START PROVIDED TEXT

Wednesday, May 30, 2012

Looking Ahead

A Baal Teshuva once came to R’ Avrohom Gurwitz of Yeshivas Ner Moshe. 

“Rabbi,” he said, “I can’t go on. When I think of my past and all the things I did wrong, I can’t imagine being able to consider myself an observant Jew.” 

“You know,” replied R’ Gurwitz, “Human beings have eyes in the front of our heads, not in the back. If we stretch our necks and turn, we can look behind us, but the angle is skewed and it’s uncomfortable to do it for any length of time. G-d made it this way to teach us that the important thing is to always look ahead, and look forward to what you can do and where you can go. You should look behind you to see where you’ve been by all means, but if you focus on it too long you won’t be able to get anywhere, and you’ll wind up hurting yourself.”

We just experienced the yom tov of shavuos. Aside from the cheesecake and all the food, you can try to come out of this yom tov with a new appreciation for what you have and what you can become. It is easy to despair, to look back at the past and give up. It is more difficult to lift yourself up and tell yourself, I can be better. I can be more.

END PROVIDED TEXT

SET TASK 1
In the Looking Ahead post, which yeshiva is R’ Avrohom Gurwitz connected with?
SET TASK 2
Reproduce word for word the stretch of the Looking Ahead post from "We just experienced" through "can be more.".

START RAW RECORDS

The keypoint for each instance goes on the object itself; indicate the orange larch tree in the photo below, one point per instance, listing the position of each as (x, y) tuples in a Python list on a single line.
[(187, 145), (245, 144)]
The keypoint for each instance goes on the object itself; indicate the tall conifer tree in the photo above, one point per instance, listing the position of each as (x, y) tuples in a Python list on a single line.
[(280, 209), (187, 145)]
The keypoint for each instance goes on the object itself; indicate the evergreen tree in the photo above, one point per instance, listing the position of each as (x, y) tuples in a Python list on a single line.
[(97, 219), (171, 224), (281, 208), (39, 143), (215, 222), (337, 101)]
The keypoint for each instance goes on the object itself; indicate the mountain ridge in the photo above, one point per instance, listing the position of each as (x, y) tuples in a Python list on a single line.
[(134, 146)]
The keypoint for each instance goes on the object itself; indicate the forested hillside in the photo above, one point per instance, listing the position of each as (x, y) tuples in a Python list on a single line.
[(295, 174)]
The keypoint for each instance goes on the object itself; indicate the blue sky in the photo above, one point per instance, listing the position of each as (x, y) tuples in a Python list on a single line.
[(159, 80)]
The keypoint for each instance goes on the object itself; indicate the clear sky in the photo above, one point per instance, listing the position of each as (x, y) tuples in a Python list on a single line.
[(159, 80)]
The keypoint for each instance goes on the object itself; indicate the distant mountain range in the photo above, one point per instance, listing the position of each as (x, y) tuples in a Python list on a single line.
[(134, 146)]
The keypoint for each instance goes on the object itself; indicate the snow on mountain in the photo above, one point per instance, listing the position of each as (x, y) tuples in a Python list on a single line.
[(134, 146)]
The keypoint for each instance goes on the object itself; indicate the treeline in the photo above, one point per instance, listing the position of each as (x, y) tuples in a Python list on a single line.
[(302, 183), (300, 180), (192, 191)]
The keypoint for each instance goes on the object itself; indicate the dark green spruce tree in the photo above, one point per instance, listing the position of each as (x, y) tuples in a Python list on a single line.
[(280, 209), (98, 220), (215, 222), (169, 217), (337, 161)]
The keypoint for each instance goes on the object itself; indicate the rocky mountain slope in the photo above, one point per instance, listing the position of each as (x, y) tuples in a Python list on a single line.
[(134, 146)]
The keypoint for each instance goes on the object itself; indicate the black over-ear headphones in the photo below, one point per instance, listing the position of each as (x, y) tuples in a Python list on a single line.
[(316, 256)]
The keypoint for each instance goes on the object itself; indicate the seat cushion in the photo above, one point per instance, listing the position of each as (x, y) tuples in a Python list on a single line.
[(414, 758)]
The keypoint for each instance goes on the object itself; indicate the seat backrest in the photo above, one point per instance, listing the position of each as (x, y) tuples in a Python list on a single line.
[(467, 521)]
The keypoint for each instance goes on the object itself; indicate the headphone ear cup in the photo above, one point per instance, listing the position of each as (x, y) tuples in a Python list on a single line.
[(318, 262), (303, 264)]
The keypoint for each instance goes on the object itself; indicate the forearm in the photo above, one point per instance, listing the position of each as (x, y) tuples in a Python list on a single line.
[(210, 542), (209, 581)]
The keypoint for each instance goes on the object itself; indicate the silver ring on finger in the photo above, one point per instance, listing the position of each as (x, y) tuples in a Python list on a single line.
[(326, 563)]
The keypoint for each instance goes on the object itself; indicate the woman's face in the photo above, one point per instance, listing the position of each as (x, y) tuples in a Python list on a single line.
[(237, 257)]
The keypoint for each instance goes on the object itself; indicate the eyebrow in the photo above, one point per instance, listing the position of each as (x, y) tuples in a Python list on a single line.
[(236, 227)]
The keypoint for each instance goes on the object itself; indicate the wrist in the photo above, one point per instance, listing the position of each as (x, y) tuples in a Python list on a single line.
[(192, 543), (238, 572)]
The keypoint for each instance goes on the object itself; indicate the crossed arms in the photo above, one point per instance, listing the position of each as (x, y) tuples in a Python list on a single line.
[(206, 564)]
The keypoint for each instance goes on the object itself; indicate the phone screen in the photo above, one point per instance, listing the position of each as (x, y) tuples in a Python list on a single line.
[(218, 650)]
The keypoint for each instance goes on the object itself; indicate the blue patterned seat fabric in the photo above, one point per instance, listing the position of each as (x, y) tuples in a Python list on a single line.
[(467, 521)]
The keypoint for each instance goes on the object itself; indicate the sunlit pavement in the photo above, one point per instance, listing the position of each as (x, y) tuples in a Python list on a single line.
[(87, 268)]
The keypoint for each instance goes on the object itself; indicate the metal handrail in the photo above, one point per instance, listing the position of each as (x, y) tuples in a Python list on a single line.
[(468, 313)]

END RAW RECORDS

CORRECT RESPONSE 1
Yeshivas Ner Moshe.

CORRECT RESPONSE 2
We just experienced the yom tov of shavuos. Aside from the cheesecake and all the food, you can try to come out of this yom tov with a new appreciation for what you have and what you can become. It is easy to despair, to look back at the past and give up. It is more difficult to lift yourself up and tell yourself, I can be better. I can be more.